= Trecho =
________________________________________
Aquisição de vacinas por pessoas jurídicas de direito privado (ex: empresas)

O art. 2º da Lei nº 14.125/2021 autoriza que, além dos governos federal, estadual, distrital e municipal,  as pessoas jurídicas de direito privado (ex: empresas) também adquiram vacinas. Para isso, no entanto, são fixadas algumas regras:

 

1ª) Enquanto o Governo não terminar a vacinação dos grupos prioritários (idosos, indígenas, portadores de comorbidades etc.):

As pessoas jurídicas de direito privado poderão adquirir diretamente as vacinas devendo, contudo, doar integralmente para o SUS.

Neste caso, as empresas comprariam as vacinas apenas para colaborar com o Poder Público no programa de imunização, não podendo ficar com nenhuma vacina.

 

2ª) Depois que o Governo terminar a vacinação dos grupos prioritários:

As pessoas jurídicas de direito privado poderão comprar as vacinas, devendo, contudo, doar metade das doses compradas para o SUS.

A outra metade poderá ser livremente distribuída e aplicada, mas desde que isso seja feito de forma gratuita (a pessoa jurídica não poderá vender as vacinas).

 

Confira a redação do art. 2º da Lei:

Art. 2º Pessoas jurídicas de direito privado poderão adquirir diretamente vacinas contra a Covid-19 que tenham autorização temporária para uso emergencial, autorização excepcional e temporária para importação e distribuição ou registro sanitário concedidos pela Anvisa, desde que sejam integralmente doadas ao Sistema Único de Saúde (SUS), a fim de serem utilizadas no âmbito do Programa Nacional de Imunizações (PNI).

§ 1º Após o término da imunização dos grupos prioritários previstos no Plano Nacional de Operacionalização da Vacinação contra a Covid-19, as pessoas jurídicas de direito privado poderão, atendidos os requisitos legais e sanitários, adquirir, distribuir e administrar vacinas, desde que pelo menos 50% (cinquenta por cento) das doses sejam, obrigatoriamente, doadas ao SUS e as demais sejam utilizadas de forma gratuita.
________________________________________
= Dados fornecidos =
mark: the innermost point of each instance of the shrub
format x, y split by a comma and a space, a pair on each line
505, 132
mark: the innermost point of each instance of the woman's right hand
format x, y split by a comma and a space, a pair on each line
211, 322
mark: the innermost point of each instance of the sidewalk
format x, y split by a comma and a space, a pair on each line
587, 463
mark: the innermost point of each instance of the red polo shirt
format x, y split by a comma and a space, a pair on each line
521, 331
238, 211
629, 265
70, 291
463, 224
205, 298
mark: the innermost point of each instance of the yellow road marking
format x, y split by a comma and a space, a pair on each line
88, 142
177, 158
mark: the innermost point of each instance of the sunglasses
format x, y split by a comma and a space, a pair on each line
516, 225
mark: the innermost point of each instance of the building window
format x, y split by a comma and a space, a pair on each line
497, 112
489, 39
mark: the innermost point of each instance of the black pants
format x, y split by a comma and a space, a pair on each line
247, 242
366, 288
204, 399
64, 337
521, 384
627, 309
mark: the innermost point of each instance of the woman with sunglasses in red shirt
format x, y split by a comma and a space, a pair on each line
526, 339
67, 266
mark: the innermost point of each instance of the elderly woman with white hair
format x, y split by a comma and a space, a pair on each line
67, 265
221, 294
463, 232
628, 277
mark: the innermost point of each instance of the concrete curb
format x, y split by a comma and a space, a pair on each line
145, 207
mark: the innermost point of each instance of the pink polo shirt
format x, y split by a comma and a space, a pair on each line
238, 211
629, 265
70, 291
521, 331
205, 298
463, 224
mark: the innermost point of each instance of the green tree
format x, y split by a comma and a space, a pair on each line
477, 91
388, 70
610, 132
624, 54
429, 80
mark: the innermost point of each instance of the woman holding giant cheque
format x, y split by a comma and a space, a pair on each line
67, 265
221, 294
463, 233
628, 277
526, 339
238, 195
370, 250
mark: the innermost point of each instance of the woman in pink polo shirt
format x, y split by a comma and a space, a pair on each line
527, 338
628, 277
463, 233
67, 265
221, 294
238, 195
________________________________________
= O que se pede =
Segundo o trecho, que parcela das doses compradas as pessoas jurídicas de direito privado devem doar ao SUS depois que o Governo terminar a vacinação dos grupos prioritários? Os dados não têm relação com o trecho.

= Tarefa resolvida =
Pelo menos 50% das doses, ou seja, metade delas.